Goals –
(a) In the FFT graph constructor excerpt, how many kernels does each shared buffer serve?
(b) From the FFT graph constructor excerpt, reproduce the part that opens with the words "In the first" and closes with "is carried out.".
(c) Write what comes next in the FFT graph constructor excerpt, picking up after its last line.

-- Start of Text excerpt --

The choice of creating one tensor for each I/O has been made to facilitate the job of the placer of the aiecompiler in binding the memory and routing hardware resources to the constructs. The graph class constructor is where all the kernels, buffers and connections are created and configured. The constructor code is divided in three for loops.

...
fft1k_128_graph(void)
{
  // LOOP 1
    for(int i=0; i<N_KERS; i++){
        k_kernel[i] = kernel::create_object<fft1k_kernel>();
        source(k_kernel[i]) = "fft1k_single_kernel.cpp";
        runtime<ratio>(k_kernel[i]) = 0.9;
        location<stack>(k_kernel[i]) = location<kernel>(k_kernel[i]);
        location<buffer>(k_kernel[i].in[0]) = location<kernel>(k_kernel[i]);
        location<buffer>(k_kernel[i].out[0]) = location<kernel>(k_kernel[i]);
    }
...

In the first loop, all the kernels are instantiated one by one specifying the kernel name, the kernel source file and its expected runtime ratio (i.e., its reserved cycle budget on the compute tile with respect to the entire one). Moreover, to lighten the job of the placer of aiecompiler, and to ensure minimizing resource usage, three relative location constraints are used to state that the input and output buffers and the program memory (that contains the twiddles) must be binded to the same tile in which the computation is carried out.

...
// LOOP 2
for(int i=0; i<N_IO; i++){
    // Creating the input and output shared buffers
    in_mem[i] = shared_buffer<cint16>::create({PLIO_WIDTH,IO_ILV,POINTS}, 1, int(PLIO_WIDTH*IO_ILV/REPS));
    out_mem[i] = shared_buffer<cint16>::create({PLIO_WIDTH,IO_ILV,POINTS}, int(PLIO_WIDTH*IO_ILV/REPS), 1);

    num_buffers(in_mem[i]) = 2;    // Ping-pong in
    num_buffers(out_mem[i]) = 2;   // Ping-pong out

    if(MAX_BUF != 0){
                if(i%MAX_BUF>0){
                    location<buffer>(in_mem[i]) = location<buffer>(in_mem[i-1]) + relative_offset({.col_offset = 0, .row_offset = 0});
                    location<buffer>(out_mem[i]) = location<buffer>(out_mem[i-1]) + relative_offset({.col_offset = 0, .row_offset = 0});}
                location<buffer>(out_mem[i]) = location<buffer>(in_mem[i]) + relative_offset({.col_offset = 0, .row_offset = 0});}

...

The second loop is used to instantiate the input and output shared buffers. As a first operation, the buffers are created to match a slice of the 3D tensor, that has a length equal to PLIO_WIDTH, a depth equal to IO_ILV, and a height equal to the number of samples. The ports of such buffers are configured to be connected to one I/O from the side facing the PL. On the other side, instead, they are configured to connect one kernel for every two instances they contain. Therefore, since they contain $\text{PLIO\_WIDTH} \cdot \text{IO\_ILV}$ instances, the number of ports on the buffer side facing the kernels is equal to 4, meaning that every buffer serves four kernels with two instances each. In the following lines, it is required that the shared buffers are instantiated as ping-pong buffers, thus to reserve double the memory for each. Moreover, the buffers are location constrained to pack together as many input and output buffers per memory tile as possible, being the limitation either the number of ports or the memory size.

...LOOP 2...

-- End of Text excerpt --
-- Start of Supplied data --

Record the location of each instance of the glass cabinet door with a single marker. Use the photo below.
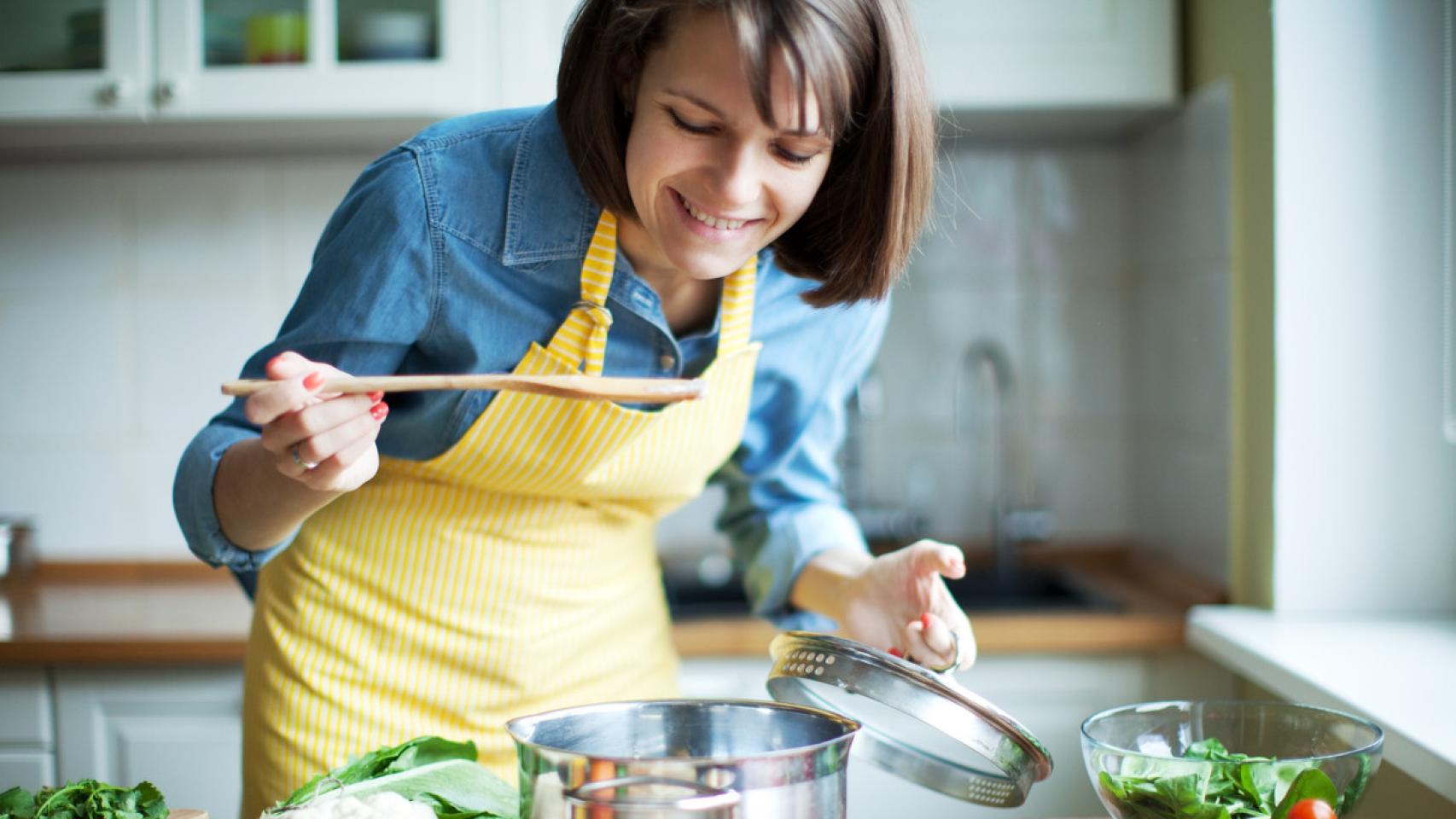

-- End of Supplied data --
-- Start of Supplied data --

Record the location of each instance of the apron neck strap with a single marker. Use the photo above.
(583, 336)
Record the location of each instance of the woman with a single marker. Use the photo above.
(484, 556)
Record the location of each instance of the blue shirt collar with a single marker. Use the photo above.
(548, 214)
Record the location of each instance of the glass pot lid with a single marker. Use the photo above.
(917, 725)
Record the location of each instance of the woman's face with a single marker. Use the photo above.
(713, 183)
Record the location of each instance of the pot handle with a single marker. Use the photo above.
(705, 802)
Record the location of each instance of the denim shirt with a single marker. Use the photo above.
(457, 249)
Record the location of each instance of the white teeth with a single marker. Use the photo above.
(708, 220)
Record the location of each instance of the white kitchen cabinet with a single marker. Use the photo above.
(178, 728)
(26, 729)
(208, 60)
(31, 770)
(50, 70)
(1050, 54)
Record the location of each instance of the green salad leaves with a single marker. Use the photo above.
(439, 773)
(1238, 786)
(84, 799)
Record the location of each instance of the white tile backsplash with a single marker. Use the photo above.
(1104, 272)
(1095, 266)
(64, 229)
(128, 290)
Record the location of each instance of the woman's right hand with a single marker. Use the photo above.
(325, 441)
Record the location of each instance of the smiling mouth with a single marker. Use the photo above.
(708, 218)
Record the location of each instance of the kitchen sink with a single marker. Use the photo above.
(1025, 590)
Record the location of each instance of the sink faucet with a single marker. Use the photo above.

-- End of Supplied data --

Results of the exercise –
(a) Each buffer serves four kernels, with two instances each.

(b)
In the first loop, all the kernels are instantiated one by one specifying the kernel name, the kernel source file and its expected runtime ratio (i.e., its reserved cycle budget on the compute tile with respect to the entire one). Moreover, to lighten the job of the placer of aiecompiler, and to ensure minimizing resource usage, three relative location constraints are used to state that the input and output buffers and the program memory (that contains the twiddles) must be binded to the same tile in which the computation is carried out.

(c)
write_access(in_mem[i].in[0]) =
    tiling(
        {
            .buffer_dimension = {PLIO_WIDTH, IO_ILV, POINTS},      
            .tiling_dimension = {PLIO_WIDTH, IO_ILV, POINTS},      
            .offset           = {0, 0, 0},
            .tile_traversal   = {
                {.dimension=0, .stride=PLIO_WIDTH, .wrap=1},    
                {.dimension=1, .stride=IO_ILV, .wrap=1},           
                {.dimension=2, .stride=POINTS, .wrap=1}        
            } 
        });
connect(din[i], in_mem[i].in[0]);
...

The second and third code blocks of the second loop regulate the access policies that the PLIOs will have with respect to the buffers, and connects them. In particular, the tiling size is set equal to the buffer size, and the tile traversal is set to occur in the natural order in which the PLIOs feed the data, thus filling the buffer tensor vertically, slice by slice. This means that the first filling dimension is the length, then the depth, and finally the height of the tensor, resetting the previous dimensions every time there is a change of dimension caused by the reach of the end of the stride (because the .wrap parameter is set to 1). After defining the tiling and the buffer access policy, each buffer is connected to their respective port. The code shown above is only related to the input management because the output management one is analogous.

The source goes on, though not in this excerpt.